(Document section)
##########

The plaintiff claims the Jail is engaging in price gouging by over-charging detainees to make phone calls and use tablets to watch television. This claim is frivolous. There is no federal constitutional right to television or other media services. The plaintiff may have a right to reasonable use of a phone, but he does not allege he cannot pay the per-minute cost to make calls. He does not allege, for example, that he is unable to communicate with his attorney because of the price of phone calls. He simply complains about the price per minute compared to the price at other jails. That is not an “objectively serious” deprivation “of a basic human need” as is required to violate the Fourteenth Amendment. See Smith v. Dart, 803 F.3d 304, 309-10 (7th Cir. 2015). And the plaintiff cannot sue for violations of antitrust laws based on the cost of these services under § 1983.
The plaintiff alleges the Jail has limited the time and manner of contact he may have with his attorney. But jails are allowed to place reasonable restrictions on detainees for institutional security, see Bell v. Wolfish, 441 U.S. 520, 539 (1979); it is only “unreasonable restrictions” that may violate a detainee's constitutional rights, Tucker v. Randall, 948 F.2d 388, 391 (7th Cir. 1991). As just noted, the plaintiff does not allege he was deprived of all contact or unable to communicate with his attorney. He is not entitled to unfettered access to contact visits or video calls.
The plaintiff also seeks to proceed under 42 U.S.C. § 1981. Section § 1981 “prohibits racial discrimination in the making and enforcement of private contracts.” Runyon v. McCrary, 427 U.S. 160, 168 (1976). The amended complaint alleges nothing about private contracts or any person interfering with the plaintiff's right to make or enforce a contract on account of his race or for any reason. The amended complaint does not state a claim under § 1981.

##########

(Activity list)
1/ Quote the court's ruling from "The plaintiff alleges" to "or video calls.".
2/ Continue the court's ruling on the jail detainee's claims from where it stops.
The items that follow come from a separate source.

##########

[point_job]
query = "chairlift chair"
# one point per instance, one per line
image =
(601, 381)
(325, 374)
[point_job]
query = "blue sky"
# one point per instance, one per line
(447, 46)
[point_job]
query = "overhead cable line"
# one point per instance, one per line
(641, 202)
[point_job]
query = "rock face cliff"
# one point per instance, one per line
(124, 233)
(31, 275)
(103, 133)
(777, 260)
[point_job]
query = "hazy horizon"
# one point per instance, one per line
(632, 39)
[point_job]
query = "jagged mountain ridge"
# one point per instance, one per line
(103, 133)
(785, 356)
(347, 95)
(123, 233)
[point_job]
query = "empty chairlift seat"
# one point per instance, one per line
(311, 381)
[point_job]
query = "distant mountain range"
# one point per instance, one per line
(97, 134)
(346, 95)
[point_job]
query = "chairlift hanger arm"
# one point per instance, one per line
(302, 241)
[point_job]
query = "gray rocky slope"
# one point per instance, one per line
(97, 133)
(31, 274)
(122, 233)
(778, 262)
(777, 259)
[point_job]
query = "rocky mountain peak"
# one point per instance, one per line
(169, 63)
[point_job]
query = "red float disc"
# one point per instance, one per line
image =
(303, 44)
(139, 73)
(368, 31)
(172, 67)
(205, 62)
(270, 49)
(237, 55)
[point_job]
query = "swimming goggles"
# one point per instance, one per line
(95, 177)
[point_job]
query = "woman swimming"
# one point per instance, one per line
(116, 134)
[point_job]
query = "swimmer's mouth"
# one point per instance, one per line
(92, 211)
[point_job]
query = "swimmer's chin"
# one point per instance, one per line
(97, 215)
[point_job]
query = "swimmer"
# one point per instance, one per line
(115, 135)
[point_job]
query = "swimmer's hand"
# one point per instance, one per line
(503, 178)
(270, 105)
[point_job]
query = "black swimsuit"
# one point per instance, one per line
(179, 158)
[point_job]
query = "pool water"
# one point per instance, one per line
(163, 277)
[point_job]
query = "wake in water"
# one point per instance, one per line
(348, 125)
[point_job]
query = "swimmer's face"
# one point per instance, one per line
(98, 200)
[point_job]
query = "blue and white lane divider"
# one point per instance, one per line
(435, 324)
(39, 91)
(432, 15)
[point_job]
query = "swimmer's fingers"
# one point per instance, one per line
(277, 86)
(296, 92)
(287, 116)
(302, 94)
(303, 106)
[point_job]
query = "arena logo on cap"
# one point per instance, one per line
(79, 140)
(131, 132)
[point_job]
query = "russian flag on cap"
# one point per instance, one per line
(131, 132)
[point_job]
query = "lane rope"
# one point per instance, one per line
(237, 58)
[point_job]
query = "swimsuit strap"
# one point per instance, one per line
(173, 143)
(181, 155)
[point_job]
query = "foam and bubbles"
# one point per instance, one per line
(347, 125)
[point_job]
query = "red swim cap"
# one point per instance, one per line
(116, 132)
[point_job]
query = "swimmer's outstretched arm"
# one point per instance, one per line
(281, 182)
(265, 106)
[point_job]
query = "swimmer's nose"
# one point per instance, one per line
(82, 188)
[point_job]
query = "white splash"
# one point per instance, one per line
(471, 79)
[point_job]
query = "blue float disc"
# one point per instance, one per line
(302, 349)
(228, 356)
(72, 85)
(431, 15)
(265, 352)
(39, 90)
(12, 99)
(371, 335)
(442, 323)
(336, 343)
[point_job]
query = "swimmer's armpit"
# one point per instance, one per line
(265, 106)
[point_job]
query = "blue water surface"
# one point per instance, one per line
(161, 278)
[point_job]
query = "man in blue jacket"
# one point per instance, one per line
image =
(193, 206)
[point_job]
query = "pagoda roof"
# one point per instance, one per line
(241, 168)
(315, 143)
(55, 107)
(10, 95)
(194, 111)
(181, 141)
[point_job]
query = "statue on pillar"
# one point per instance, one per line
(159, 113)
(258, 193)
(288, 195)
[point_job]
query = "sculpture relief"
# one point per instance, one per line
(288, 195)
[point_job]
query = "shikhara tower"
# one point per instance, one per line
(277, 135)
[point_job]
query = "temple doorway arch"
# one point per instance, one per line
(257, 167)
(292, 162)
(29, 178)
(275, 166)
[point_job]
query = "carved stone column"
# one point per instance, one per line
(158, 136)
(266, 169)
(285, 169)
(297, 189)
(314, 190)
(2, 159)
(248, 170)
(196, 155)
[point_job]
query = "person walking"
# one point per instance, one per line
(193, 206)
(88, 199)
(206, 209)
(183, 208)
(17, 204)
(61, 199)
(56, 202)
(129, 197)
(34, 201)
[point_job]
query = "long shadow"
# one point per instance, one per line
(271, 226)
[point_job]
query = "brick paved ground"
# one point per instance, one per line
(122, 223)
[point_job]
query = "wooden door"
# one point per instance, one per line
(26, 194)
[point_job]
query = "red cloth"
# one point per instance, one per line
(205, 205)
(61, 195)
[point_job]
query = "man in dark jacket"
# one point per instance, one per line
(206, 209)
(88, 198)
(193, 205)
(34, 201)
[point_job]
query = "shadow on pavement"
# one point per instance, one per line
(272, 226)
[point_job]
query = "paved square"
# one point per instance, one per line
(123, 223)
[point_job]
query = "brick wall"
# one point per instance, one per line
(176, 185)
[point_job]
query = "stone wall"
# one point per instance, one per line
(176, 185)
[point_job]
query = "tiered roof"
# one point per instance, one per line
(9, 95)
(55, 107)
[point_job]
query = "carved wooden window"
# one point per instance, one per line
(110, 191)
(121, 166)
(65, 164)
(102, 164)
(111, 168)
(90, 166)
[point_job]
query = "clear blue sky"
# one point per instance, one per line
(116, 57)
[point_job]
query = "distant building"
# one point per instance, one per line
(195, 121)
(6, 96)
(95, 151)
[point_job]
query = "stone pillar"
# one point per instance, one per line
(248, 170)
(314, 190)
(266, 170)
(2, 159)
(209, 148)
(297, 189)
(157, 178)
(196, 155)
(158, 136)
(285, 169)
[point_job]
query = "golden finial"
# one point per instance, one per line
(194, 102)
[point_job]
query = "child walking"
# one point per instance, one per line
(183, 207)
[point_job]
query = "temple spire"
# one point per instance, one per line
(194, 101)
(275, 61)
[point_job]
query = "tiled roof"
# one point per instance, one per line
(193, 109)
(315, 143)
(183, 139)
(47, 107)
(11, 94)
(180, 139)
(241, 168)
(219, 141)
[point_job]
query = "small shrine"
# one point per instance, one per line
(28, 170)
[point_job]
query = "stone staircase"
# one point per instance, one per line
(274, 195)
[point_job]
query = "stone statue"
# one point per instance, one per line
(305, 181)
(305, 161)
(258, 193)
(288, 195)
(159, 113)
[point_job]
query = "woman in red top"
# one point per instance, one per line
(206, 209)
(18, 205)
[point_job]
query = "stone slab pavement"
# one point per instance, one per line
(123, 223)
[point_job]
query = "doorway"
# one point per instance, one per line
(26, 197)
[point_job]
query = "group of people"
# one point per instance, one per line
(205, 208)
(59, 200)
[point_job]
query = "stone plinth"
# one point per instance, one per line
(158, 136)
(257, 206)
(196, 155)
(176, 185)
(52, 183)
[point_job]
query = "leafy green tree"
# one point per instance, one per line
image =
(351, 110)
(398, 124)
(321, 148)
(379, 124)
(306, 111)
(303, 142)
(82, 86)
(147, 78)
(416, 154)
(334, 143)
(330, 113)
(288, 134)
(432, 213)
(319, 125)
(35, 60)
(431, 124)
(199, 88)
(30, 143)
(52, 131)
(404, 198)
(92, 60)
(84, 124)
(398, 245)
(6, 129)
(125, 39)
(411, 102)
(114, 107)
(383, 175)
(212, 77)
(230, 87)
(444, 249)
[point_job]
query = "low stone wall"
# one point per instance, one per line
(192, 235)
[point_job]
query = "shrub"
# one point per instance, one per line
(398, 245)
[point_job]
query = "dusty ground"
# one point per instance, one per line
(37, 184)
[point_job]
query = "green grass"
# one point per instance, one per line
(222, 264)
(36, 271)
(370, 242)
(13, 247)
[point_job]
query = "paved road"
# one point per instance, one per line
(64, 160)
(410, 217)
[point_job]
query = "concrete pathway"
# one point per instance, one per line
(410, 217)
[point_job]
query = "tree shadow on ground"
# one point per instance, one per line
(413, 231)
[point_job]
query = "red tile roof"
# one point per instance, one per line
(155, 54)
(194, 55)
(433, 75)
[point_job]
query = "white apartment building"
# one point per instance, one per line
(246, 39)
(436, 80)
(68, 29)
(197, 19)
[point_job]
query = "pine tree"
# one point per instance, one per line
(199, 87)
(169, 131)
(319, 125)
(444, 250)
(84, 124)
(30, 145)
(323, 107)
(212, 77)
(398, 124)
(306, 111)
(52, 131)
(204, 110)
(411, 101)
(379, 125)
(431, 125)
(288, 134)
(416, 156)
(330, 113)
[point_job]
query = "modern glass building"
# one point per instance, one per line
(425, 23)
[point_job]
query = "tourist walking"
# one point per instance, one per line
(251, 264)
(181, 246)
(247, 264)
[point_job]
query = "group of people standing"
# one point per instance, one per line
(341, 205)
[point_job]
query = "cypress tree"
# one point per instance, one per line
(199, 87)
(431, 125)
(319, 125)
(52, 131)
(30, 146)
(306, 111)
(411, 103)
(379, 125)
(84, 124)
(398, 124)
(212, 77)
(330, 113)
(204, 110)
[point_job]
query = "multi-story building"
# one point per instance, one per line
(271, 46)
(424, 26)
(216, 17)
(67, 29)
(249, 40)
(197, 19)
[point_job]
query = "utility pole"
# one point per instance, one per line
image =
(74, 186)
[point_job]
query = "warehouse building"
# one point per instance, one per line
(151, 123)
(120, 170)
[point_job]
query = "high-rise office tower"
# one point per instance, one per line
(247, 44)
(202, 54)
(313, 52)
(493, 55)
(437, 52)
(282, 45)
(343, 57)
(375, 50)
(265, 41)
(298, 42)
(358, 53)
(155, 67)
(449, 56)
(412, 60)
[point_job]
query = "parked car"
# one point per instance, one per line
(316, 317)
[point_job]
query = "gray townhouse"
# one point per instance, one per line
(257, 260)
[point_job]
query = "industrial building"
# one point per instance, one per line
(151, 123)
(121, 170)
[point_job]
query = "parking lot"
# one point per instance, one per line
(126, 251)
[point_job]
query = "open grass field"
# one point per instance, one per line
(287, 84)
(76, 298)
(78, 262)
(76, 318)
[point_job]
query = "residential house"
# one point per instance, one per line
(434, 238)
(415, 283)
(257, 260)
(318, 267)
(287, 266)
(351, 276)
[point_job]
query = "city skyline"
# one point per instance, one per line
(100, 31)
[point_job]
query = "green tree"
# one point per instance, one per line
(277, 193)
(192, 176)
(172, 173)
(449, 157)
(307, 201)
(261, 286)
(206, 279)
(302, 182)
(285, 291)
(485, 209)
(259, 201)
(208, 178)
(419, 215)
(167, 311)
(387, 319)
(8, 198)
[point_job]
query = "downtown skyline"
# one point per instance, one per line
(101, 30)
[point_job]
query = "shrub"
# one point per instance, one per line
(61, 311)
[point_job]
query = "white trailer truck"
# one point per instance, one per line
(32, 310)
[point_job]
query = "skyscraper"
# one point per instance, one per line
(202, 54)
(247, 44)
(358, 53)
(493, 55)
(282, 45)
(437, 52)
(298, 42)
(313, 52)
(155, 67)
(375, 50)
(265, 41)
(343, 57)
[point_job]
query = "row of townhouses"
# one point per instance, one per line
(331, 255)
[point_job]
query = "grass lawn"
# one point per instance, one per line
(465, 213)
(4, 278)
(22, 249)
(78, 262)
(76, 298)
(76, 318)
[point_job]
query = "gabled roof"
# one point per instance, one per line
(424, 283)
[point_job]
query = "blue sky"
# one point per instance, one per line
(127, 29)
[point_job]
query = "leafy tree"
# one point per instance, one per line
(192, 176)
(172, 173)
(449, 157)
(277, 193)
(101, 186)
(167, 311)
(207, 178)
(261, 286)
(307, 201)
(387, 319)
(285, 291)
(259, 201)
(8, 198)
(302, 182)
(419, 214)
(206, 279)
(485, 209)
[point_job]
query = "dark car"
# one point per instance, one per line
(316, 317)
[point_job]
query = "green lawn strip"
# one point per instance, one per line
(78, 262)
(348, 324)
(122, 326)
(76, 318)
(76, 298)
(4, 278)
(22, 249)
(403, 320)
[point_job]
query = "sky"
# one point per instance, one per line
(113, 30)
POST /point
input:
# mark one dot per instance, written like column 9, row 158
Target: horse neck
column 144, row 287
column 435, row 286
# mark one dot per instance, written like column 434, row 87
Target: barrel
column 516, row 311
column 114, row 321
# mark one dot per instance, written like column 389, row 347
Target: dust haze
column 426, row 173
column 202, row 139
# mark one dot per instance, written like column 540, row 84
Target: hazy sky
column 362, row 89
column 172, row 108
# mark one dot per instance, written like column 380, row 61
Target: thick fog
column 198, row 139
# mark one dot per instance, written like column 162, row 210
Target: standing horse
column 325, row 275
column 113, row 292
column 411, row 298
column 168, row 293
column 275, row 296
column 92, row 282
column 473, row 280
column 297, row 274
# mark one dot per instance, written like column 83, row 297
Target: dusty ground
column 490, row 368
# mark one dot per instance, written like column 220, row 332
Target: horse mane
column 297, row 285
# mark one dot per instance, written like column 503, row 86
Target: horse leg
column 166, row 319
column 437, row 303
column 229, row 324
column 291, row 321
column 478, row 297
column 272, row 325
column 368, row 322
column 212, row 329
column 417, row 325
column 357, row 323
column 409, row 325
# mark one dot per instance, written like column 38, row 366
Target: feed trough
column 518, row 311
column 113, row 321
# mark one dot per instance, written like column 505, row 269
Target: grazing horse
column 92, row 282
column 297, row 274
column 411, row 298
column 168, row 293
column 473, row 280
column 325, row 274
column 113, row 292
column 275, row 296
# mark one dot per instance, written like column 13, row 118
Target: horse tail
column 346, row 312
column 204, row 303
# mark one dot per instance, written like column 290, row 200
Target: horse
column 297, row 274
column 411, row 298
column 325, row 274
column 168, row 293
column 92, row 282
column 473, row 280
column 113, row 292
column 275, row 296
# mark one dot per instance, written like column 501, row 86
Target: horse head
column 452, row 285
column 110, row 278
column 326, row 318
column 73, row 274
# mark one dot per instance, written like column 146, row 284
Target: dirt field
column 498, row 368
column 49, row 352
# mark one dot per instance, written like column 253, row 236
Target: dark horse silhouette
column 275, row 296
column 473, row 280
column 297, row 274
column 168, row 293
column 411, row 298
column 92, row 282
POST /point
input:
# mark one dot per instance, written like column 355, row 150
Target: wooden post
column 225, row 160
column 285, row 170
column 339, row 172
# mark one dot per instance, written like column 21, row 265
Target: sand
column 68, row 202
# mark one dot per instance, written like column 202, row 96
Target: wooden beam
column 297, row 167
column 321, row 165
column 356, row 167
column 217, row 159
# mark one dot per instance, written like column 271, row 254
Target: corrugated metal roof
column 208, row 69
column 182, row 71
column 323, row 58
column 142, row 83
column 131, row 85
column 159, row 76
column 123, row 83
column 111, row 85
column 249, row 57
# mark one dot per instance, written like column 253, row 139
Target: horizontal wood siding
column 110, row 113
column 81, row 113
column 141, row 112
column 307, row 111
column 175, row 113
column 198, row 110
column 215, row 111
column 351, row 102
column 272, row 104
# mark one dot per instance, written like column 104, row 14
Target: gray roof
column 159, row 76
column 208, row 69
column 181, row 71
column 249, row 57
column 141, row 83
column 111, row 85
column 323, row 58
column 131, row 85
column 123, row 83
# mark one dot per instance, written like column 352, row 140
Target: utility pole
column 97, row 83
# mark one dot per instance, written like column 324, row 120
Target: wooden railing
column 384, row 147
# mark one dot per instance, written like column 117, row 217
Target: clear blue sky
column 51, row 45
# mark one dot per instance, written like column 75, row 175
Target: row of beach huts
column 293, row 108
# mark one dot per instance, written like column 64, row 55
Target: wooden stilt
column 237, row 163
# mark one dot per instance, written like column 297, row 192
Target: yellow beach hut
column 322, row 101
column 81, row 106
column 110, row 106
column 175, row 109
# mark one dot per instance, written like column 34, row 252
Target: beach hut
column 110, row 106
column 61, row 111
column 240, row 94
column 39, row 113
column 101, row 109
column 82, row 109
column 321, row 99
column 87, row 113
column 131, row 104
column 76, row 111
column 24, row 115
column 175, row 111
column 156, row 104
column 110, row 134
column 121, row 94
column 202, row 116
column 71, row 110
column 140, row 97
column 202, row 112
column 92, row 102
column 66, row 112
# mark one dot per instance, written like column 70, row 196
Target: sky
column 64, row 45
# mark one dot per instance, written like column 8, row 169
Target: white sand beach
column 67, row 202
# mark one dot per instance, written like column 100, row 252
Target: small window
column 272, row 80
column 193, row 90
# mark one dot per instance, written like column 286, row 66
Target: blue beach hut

##########

(Expected results)
1/
The plaintiff alleges the Jail has limited the time and manner of contact he may have with his attorney. But jails are allowed to place reasonable restrictions on detainees for institutional security, see Bell v. Wolfish, 441 U.S. 520, 539 (1979); it is only “unreasonable restrictions” that may violate a detainee's constitutional rights, Tucker v. Randall, 948 F.2d 388, 391 (7th Cir. 1991). As just noted, the plaintiff does not allege he was deprived of all contact or unable to communicate with his attorney. He is not entitled to unfettered access to contact visits or video calls.

2/
Finally, the plaintiff cannot seek declaratory relief that the defendant violated his rights in the past, as explained in the previous order. ECF No. 5 at 11 (citing Green v. Mansour, 474 U.S. 64, 73 (1985); and Kress v. CCA of Tenn., LLC, 694 F.3d 890, 894 (7th Cir. 2012)). This lawsuit will proceed on his Fourteenth Amendment claim against Milwaukee County for damages and prospective declaratory and injunctive relief only.
II. CONCLUSION
Under an informal service agreement between Milwaukee County and this court, a copy of the amended complaint (ECF No. 6) and this order have been electronically transmitted to Milwaukee County for service. It is ORDERED that, under the informal service agreement, Milwaukee County shall file a responsive pleading to the amended complaint within 60 days.
IT IS FURTHER ORDERED that the parties may not begin discovery until after the court enters a scheduling order setting deadlines for discovery and dispositive motions.
The plaintiff is reminded that failure to make a timely submission may result in the dismissal of this case for failure to diligently pursue it. In addition, the parties must notify the Clerk of Court of any change of address. The plaintiff is reminded that it is his responsibility to promptly notify the court if he is released from custody or transferred to a different institution. The plaintiff's failure to keep the court advised of his whereabouts may result in the dismissal of this case without further notice.